▸ Directive
Extract the following lines and reproduce them verbatim, in their original order.

▸ Data lines
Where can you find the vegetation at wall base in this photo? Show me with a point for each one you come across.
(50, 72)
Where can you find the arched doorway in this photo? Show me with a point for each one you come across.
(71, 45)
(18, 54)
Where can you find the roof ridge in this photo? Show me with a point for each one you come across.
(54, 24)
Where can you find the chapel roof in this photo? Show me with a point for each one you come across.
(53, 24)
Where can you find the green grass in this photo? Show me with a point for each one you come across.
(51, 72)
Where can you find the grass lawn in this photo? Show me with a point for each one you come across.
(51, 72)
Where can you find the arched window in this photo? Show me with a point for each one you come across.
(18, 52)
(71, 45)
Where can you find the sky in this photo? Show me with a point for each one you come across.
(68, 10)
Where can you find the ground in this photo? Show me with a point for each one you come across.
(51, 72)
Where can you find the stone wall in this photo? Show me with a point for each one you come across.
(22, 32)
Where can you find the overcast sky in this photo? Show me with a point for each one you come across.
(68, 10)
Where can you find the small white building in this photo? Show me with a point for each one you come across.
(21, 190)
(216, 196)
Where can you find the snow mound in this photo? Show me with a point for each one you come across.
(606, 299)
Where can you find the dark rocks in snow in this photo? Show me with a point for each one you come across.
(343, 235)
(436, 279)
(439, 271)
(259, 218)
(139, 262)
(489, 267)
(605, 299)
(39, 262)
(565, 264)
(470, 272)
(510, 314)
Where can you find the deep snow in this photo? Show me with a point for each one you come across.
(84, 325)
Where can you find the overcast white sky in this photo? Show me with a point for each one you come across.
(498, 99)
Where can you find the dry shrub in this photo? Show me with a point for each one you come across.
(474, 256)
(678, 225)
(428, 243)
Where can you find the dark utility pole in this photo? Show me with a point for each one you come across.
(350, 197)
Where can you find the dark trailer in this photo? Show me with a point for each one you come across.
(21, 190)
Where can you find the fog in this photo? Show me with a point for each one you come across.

▸ Answer for this exercise
Where can you find the vegetation at wall base in this photo? Show me with a point for each one you come across.
(50, 72)
Where can you find the arched doorway in this photo? Show me with a point for each one you come across.
(71, 45)
(18, 54)
Where can you find the roof ridge in this photo? Show me with a point for each one you come across.
(54, 24)
Where can you find the chapel roof in this photo? Show me with a point for each one you come across.
(53, 24)
Where can you find the green grass in this photo? Show me with a point for each one you come across.
(51, 72)
Where can you find the grass lawn in this photo? Show me with a point for each one you come across.
(51, 72)
Where can you find the arched window in this photo? Show me with a point for each one you come across.
(18, 52)
(71, 45)
Where can you find the sky in this photo? Show me with a point for each one you come across.
(68, 10)
Where can you find the ground in this photo? Show me with a point for each one you come across.
(51, 72)
Where can you find the stone wall in this photo? Show me with a point for each one you come across.
(22, 32)
Where can you find the overcast sky in this photo? Show me with a point for each one you come across.
(68, 10)
Where can you find the small white building in this photo? Show me with a point for each one you come across.
(21, 190)
(216, 196)
Where can you find the snow mound in this photo? Show me with a point for each one you come across.
(606, 299)
Where can you find the dark rocks in snow in this photo? Show me with a point for each one you come across.
(343, 235)
(436, 279)
(439, 271)
(259, 218)
(139, 262)
(489, 267)
(605, 299)
(39, 262)
(565, 264)
(470, 272)
(510, 314)
Where can you find the deep snow in this photo? Show me with a point for each one you come across.
(84, 325)
Where can you find the overcast white sky in this photo? Show me with a point for each one you come across.
(498, 99)
Where can you find the dry shrub in this photo? Show me with a point for each one you come across.
(474, 256)
(678, 225)
(428, 243)
Where can you find the dark utility pole in this photo? Show me with a point for each one you come across.
(350, 197)
Where can you find the dark trailer in this photo? Show me with a point for each one you come across.
(21, 190)
Where can you find the fog in this photo? Show me with a point for each one you come across.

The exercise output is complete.